§ Brief: Copy the material below line for line, with no change to any character, and leave out the pictures.
------ Task input
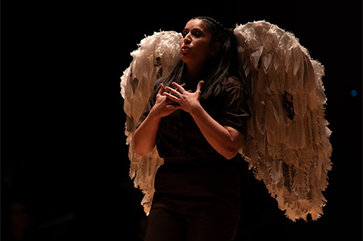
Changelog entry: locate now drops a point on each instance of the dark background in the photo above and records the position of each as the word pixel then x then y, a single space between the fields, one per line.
pixel 63 122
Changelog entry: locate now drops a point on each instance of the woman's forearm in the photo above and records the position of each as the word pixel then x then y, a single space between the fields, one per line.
pixel 225 140
pixel 145 134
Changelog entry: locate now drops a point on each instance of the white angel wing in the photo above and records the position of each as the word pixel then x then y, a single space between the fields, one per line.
pixel 287 141
pixel 156 56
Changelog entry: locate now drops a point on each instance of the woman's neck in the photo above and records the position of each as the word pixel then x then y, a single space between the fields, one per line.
pixel 193 73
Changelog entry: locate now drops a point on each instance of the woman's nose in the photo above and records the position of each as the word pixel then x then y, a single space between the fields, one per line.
pixel 187 38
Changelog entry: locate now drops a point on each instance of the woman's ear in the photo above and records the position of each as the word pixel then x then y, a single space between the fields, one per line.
pixel 215 48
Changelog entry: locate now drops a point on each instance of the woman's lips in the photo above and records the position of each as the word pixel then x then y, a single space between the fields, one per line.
pixel 184 49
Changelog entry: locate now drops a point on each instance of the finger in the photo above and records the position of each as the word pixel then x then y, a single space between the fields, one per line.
pixel 199 86
pixel 161 90
pixel 179 87
pixel 173 107
pixel 171 97
pixel 173 91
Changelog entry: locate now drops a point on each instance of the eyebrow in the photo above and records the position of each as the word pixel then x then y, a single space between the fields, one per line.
pixel 199 29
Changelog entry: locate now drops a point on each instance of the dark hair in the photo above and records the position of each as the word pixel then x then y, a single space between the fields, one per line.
pixel 219 67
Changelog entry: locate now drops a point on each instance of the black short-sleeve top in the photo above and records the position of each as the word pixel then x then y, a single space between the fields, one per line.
pixel 179 137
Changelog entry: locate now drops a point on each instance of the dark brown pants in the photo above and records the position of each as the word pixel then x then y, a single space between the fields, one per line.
pixel 195 202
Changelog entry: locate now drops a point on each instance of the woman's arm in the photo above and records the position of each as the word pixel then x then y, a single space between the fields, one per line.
pixel 224 139
pixel 145 134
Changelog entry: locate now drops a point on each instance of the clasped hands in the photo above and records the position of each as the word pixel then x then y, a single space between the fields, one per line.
pixel 179 98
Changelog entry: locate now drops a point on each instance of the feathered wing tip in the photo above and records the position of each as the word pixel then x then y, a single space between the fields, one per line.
pixel 287 142
pixel 155 57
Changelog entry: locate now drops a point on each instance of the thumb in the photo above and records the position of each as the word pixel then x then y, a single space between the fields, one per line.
pixel 161 90
pixel 199 86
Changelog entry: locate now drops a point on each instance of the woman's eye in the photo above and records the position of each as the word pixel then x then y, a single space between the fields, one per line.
pixel 197 34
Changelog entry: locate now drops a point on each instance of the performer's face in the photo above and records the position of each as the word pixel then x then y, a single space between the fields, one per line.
pixel 196 44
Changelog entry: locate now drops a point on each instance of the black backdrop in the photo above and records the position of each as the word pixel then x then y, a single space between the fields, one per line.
pixel 64 122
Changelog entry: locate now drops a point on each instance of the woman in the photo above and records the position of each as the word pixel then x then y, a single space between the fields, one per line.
pixel 196 118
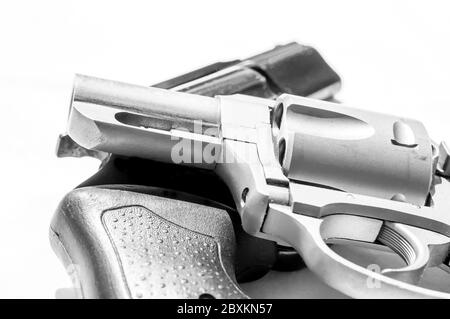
------------
§ The output:
Changelog entry: locate now drops a point on each instance of the dark background in the photo above and records the position of each as the word pixel then x then y, a single space between the fields, one per line.
pixel 63 122
Changelog entry: locate now drops a point on each instance of the woman's forearm in the photo above and records the position of each as the word pixel then x then y, a single space between the fields, one per line.
pixel 225 140
pixel 145 134
Changelog entry: locate now drops a point on each instance of the white angel wing in the photo above and records the position of each as the word pixel then x then y, a single space between the fields, one per line.
pixel 287 141
pixel 156 56
Changelog entry: locate now drops a point on each instance of the woman's neck in the photo above and records the position of each as the word pixel then x then y, a single space between the fields, one per line.
pixel 193 73
Changelog entry: locate now drops a point on each instance of the woman's nose in the photo above and records the position of each as the word pixel then x then y, a single space between the fields, one per line.
pixel 187 38
Changelog entry: locate now drops a point on each instance of the woman's ear in the photo above and records the position of each as the word pixel then x then y, a single space between the fields, one per line.
pixel 215 48
Changelog entry: locate now drops a point on each instance of the woman's lips in the photo above and records the position of each as the word pixel then x then y, a single space between the fields, one per line.
pixel 184 49
Changelog entry: locate now drops a point on each instance of the finger in the photo above and records the position of each as the word pixel then x then y, a single space between the fields, one per line.
pixel 199 86
pixel 161 90
pixel 179 87
pixel 173 107
pixel 171 97
pixel 173 91
Changelog entry: locate now drops a point on each instance of the eyebrow in the photo above and records the position of each as the word pixel then x then y, a single space between the fields, one per line.
pixel 199 29
Changelog entry: locate now drops a point on each instance of the dark hair in the photo above and records the position of each as the word pixel then x then y, a single space between the fields, one per line.
pixel 219 67
Changelog entry: locate now drops a point on each instance of the black short-sleeve top in the photo above and records the position of each as the word pixel then x then y, a single space between the fields, one per line.
pixel 179 137
Changelog entry: locate now drops a point on each instance of the dark brown pants in the photo above and records the position of each as the word pixel then x then y, a single space between the fields, one per line.
pixel 195 202
Changelog entry: locate now drops a point on each instance of the woman's arm in the photo above and records the position of each as the word pixel then x then y, a single space between the fields, one per line.
pixel 224 139
pixel 145 134
Changelog entry: locate now drops a point on each instance of the clasped hands in the photo above and records the position of each as the word pixel then x then y, a single space between the fields, one per line.
pixel 179 98
Changelog entry: locate now drops a point on each instance of the feathered wing tip in the photo above and records the position of each as the word pixel then x then y, a single space between the fields, one per line.
pixel 287 142
pixel 155 57
Changelog entry: locate now drops a point on each instance of the thumb in the photo above and records the position of each as the word pixel then x then y, a single space between the fields, one per line.
pixel 161 90
pixel 199 86
Changelog entry: locate now drops a point on each instance of the woman's eye in the photo above and records the position of each as the word pixel then x then y, a single space between the fields, one per line.
pixel 197 34
Changelog entry: locate now drops a point on each instance of the performer's face in the photo above and records the position of each as the word pixel then x then y, a single space between the fields, one per line.
pixel 196 44
Changelog entry: locate now drops a point on each instance of the black backdrop in the photo above and records the position of each as the word pixel then x then y, a single space between the fields, one per line.
pixel 64 122
Changelog entry: locate now drops a point on each instance of the woman in the photo above and records the position of each as the word pixel then x then y, a single space between the fields, one per line.
pixel 196 118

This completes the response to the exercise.